▶ TASK DETAILS: Copy the rows from the line with "trace the outline of every instance of the upper" up to and including the line with "128 94 L 119", replacing "temple wall" with "shrine wall" and keeping everything else the same. Give only those lines.
-- EXCERPTED RECORDS start --
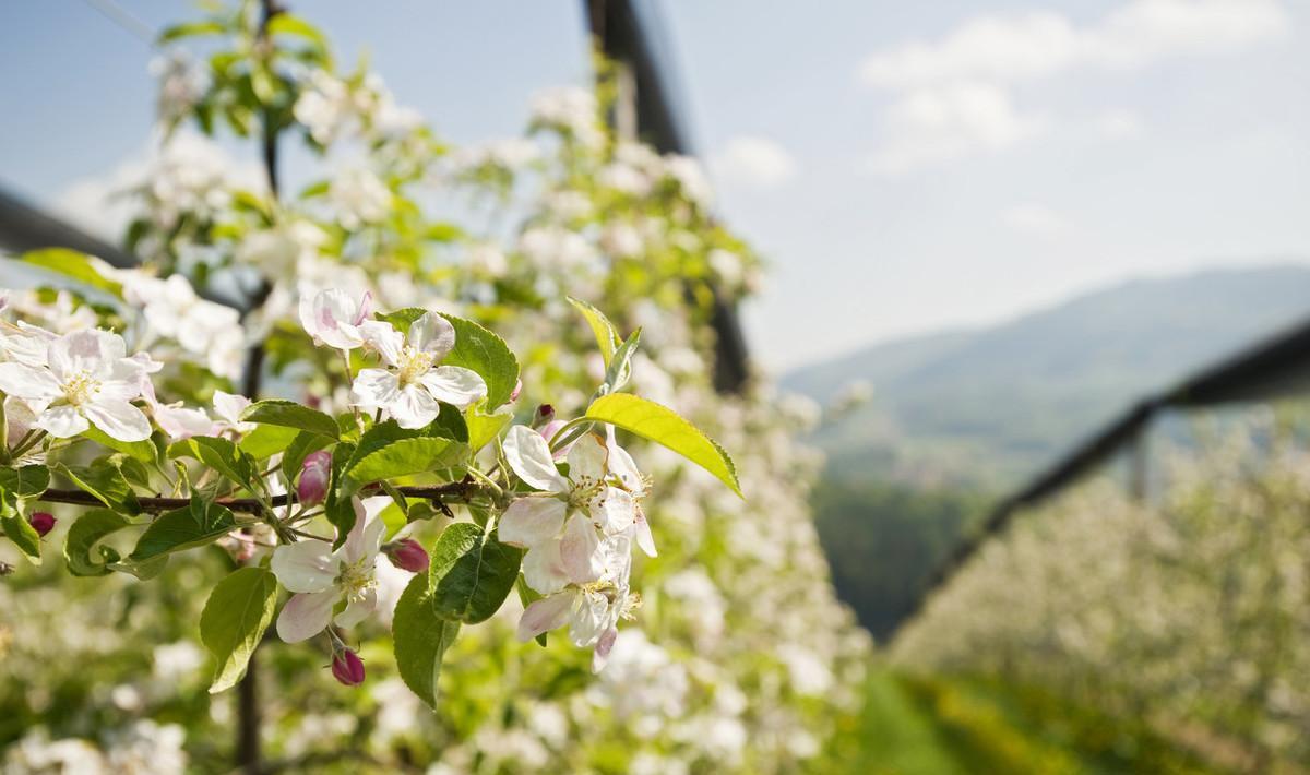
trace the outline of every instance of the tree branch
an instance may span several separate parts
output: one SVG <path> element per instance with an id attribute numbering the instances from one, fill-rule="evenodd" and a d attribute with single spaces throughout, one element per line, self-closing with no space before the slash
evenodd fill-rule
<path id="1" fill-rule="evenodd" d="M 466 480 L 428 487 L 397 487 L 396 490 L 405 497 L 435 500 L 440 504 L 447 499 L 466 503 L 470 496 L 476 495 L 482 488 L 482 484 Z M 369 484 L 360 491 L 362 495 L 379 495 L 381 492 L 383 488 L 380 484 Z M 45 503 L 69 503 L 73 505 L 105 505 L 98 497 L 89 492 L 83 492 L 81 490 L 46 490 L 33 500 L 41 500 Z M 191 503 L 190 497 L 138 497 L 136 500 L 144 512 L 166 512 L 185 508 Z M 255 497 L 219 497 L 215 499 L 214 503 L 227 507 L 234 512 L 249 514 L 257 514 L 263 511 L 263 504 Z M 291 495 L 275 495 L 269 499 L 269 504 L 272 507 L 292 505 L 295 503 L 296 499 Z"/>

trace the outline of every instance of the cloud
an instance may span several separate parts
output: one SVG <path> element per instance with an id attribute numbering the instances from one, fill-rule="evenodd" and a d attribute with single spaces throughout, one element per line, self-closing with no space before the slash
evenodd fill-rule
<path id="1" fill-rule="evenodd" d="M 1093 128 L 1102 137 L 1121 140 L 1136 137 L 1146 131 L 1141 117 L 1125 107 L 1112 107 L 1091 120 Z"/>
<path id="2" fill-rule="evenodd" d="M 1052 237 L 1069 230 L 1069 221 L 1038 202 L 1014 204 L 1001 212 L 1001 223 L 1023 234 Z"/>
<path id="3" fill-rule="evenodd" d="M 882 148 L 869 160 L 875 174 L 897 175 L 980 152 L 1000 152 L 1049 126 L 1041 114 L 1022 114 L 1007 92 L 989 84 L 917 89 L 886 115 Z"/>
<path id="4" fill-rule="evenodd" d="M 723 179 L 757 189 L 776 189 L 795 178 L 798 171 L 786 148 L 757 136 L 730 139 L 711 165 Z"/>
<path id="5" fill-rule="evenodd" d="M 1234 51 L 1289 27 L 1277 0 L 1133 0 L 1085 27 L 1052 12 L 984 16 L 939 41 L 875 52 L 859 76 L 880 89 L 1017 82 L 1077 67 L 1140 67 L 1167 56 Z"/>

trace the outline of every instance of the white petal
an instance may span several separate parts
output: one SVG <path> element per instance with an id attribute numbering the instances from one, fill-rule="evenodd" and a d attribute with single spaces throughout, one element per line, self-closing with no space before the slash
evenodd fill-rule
-- EXCERPTED RECORDS end --
-- EXCERPTED RECORDS start --
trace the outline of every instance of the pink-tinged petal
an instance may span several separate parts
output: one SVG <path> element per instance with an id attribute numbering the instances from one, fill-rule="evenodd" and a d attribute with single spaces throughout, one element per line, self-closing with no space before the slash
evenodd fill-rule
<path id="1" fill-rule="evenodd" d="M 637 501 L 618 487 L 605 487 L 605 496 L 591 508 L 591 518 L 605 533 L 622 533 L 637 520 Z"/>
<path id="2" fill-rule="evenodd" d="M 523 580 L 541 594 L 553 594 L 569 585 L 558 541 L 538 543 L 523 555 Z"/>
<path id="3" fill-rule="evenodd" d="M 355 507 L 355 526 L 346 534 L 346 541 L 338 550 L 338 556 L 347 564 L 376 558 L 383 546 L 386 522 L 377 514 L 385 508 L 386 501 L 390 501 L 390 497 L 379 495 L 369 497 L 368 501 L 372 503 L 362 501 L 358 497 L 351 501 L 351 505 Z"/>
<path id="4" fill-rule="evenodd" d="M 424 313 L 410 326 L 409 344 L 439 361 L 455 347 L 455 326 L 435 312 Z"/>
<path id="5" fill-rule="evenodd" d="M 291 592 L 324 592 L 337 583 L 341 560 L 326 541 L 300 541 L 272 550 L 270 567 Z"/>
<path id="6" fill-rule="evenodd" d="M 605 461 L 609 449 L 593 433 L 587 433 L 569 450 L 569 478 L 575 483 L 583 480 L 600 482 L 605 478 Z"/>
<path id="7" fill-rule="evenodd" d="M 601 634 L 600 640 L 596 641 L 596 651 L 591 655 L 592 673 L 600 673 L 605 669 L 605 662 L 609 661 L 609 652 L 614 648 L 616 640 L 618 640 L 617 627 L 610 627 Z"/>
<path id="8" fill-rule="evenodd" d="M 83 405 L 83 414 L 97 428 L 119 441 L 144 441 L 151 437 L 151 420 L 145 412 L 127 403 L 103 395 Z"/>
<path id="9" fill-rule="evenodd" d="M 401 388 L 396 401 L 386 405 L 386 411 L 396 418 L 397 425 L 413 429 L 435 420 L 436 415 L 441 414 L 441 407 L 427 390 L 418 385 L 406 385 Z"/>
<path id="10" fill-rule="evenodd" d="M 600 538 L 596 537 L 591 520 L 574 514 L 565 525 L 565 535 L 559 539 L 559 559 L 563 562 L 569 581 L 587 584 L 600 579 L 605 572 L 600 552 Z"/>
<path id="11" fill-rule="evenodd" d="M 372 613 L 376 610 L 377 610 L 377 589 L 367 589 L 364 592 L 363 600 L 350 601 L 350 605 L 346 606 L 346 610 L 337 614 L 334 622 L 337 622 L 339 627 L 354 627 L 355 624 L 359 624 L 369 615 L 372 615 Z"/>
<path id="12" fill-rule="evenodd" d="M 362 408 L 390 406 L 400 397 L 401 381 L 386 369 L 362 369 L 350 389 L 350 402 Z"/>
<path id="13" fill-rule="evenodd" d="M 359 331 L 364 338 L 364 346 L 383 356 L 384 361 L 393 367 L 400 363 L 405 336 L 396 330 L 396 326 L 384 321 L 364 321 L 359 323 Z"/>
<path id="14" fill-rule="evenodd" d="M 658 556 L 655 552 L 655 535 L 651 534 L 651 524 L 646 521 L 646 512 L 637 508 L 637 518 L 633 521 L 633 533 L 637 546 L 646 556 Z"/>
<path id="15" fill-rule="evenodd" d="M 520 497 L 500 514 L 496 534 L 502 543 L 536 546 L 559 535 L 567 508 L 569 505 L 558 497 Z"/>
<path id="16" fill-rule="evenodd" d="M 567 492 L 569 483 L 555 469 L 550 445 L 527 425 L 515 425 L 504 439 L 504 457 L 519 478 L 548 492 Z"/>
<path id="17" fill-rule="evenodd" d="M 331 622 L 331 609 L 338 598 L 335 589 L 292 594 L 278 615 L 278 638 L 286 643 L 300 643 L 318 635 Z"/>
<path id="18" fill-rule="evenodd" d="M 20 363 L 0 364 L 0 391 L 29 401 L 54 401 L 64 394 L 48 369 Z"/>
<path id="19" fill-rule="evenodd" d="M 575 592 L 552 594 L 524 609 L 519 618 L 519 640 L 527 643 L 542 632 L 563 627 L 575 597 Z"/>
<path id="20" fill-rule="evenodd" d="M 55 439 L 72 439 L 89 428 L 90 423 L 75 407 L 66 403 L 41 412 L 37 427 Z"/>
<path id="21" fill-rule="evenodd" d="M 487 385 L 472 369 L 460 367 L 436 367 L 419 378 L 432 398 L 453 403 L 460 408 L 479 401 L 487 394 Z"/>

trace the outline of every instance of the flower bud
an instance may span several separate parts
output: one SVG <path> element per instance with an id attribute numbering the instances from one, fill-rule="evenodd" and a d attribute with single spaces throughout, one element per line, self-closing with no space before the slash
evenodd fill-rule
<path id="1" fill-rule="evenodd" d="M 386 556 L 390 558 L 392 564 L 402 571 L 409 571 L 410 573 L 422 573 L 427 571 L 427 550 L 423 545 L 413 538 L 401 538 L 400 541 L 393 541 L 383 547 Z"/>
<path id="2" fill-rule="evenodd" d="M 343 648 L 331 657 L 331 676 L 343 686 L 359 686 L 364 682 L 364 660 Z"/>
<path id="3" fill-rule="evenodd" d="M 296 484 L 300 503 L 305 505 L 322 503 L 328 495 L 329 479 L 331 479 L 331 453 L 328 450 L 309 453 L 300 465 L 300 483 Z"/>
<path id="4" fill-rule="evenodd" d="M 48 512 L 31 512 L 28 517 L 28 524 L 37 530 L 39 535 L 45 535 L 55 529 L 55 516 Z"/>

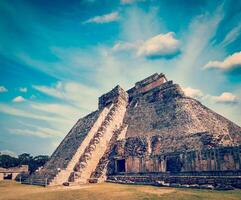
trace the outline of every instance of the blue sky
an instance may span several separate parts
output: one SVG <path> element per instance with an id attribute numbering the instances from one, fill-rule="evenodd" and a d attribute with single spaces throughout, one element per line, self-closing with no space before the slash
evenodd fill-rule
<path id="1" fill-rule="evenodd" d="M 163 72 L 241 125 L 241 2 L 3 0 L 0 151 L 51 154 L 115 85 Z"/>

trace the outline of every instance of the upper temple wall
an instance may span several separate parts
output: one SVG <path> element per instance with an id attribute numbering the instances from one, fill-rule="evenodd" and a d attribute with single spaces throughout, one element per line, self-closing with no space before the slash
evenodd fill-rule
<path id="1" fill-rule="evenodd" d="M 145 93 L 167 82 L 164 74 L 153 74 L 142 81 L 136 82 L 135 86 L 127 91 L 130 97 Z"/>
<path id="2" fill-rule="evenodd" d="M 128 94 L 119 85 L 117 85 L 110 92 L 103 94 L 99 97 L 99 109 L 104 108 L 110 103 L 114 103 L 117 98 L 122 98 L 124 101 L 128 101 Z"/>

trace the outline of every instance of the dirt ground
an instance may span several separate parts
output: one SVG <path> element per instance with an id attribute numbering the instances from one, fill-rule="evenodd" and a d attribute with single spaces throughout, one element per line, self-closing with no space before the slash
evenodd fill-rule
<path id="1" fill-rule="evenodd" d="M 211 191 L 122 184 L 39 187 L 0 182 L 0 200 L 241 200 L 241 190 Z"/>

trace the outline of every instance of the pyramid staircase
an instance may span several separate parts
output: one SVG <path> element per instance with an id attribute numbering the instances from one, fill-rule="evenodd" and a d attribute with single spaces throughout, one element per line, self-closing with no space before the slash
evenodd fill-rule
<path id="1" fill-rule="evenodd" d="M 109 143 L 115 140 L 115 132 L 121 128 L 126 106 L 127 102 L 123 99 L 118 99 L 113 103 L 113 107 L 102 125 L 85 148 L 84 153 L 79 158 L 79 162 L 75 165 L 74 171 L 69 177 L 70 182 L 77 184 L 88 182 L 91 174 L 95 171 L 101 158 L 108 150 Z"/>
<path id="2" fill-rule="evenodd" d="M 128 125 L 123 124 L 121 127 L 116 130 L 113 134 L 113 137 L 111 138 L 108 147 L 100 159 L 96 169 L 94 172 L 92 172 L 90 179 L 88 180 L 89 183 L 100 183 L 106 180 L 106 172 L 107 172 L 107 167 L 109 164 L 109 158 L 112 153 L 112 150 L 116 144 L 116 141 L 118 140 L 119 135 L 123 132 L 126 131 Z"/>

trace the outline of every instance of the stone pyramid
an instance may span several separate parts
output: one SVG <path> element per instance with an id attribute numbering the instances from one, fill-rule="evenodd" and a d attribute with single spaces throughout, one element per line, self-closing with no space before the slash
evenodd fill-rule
-- EXCERPTED RECORDS end --
▶ RESULT OF THIS TASK:
trace the outline of every instance of the upper shrine wall
an instance may span several separate parts
output: one SVG <path> element per instance with an id attribute numbering the instances from one, fill-rule="evenodd" and a d attribute with single spaces throughout, one element per line, self-closing with no space before the slash
evenodd fill-rule
<path id="1" fill-rule="evenodd" d="M 145 93 L 167 82 L 164 74 L 153 74 L 142 81 L 136 82 L 135 86 L 127 91 L 130 97 Z"/>
<path id="2" fill-rule="evenodd" d="M 128 94 L 119 85 L 117 85 L 110 92 L 103 94 L 99 97 L 99 109 L 104 108 L 110 103 L 114 103 L 117 98 L 122 98 L 124 101 L 128 101 Z"/>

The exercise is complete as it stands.